━━ EXCERPTED PASSAGE ━━

Your website on Credit Derivatives was quite informative; BUT there are several things about the 'bailout' that are disquieting.

I/we can accept that something was necessary; credit is just too useful a mechanism to dispense with. The question then arises as to what would be better?

I suggest that a Swedish model, a social-democratic response, which gave the people of Sweden ownership (of the banks, in 1992) for a period of years and reduced greatly the eventual total cost. To the people paying for it, the Swedes.

The responsibility of Bush-Cheney is a combination of their kleptomaniac impulses, 'looking after their base', as is documented widely. (Halliburton, Blackwater, KBR, Bechtel, Exxon, BP, Shell, Conoco, All the 'little guys' in Oil.)

And their buddies in various financial instiutions, who, it seems to me, have acted in concert to manipulate market sentiment and extract a greater (much greater) amount of profit from US, the rest of the world. Some of us hurt a bit but can survive. Some others are driven to despair.

These dishonest shits have successfully engineered a situation where the damage they have caused has allowed them to pick up a larger segment of the world economy than they previously owned. In a 5- 10 year future, that increased ownership segment will realise its value.

We shall see, soon enough, (and making that big assumption, that Diebold/ the RNC/ various 'hate' commentators fail in their attempts to sabotage the apparent 'will of the people') whether Barack Obama is the tool of existing interests that you believe him to be. I don't agree with that cynical assessment.

━━━

Retype the bailout comment from "I suggest that" through "driven to despair.". Work only from the bailout comment.

━━ PROVIDED INFORMATION ━━

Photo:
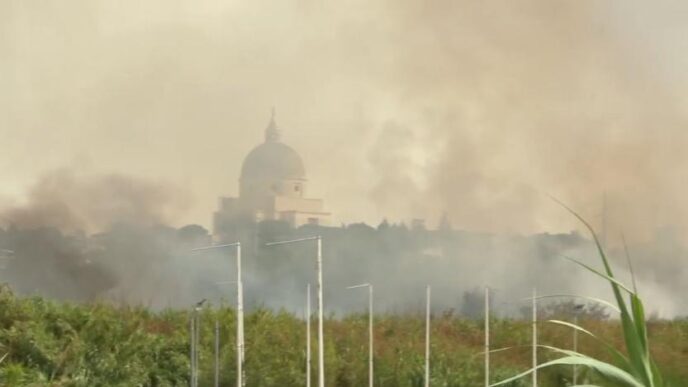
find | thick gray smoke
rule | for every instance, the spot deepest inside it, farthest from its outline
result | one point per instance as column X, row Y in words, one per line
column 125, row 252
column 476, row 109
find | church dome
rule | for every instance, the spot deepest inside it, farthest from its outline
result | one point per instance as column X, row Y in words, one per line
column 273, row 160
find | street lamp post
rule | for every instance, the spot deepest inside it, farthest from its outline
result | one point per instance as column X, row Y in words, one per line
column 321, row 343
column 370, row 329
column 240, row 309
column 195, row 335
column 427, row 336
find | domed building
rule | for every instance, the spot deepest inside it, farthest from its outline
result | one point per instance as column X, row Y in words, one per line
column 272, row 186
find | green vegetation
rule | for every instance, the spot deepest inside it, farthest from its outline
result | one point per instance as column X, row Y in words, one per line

━━━
━━ PROVIDED INFORMATION ━━

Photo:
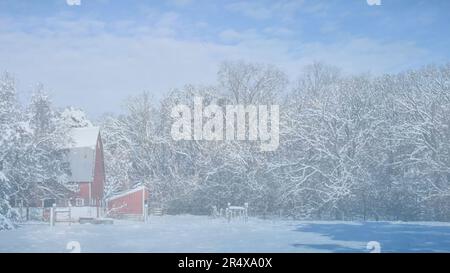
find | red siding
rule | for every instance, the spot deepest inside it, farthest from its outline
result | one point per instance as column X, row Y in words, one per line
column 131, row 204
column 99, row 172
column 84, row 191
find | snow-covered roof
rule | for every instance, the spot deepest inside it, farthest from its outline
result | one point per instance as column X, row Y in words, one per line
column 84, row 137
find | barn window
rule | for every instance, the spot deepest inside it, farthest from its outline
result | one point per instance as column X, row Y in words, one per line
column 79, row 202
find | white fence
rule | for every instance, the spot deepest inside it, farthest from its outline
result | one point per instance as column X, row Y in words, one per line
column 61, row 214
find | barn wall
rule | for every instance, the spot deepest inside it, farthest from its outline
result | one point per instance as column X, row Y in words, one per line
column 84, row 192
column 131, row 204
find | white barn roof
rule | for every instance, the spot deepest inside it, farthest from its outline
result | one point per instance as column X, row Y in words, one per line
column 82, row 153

━━━

§ **FINAL ANSWER**:
I suggest that a Swedish model, a social-democratic response, which gave the people of Sweden ownership (of the banks, in 1992) for a period of years and reduced greatly the eventual total cost. To the people paying for it, the Swedes.

The responsibility of Bush-Cheney is a combination of their kleptomaniac impulses, 'looking after their base', as is documented widely. (Halliburton, Blackwater, KBR, Bechtel, Exxon, BP, Shell, Conoco, All the 'little guys' in Oil.)

And their buddies in various financial instiutions, who, it seems to me, have acted in concert to manipulate market sentiment and extract a greater (much greater) amount of profit from US, the rest of the world. Some of us hurt a bit but can survive. Some others are driven to despair.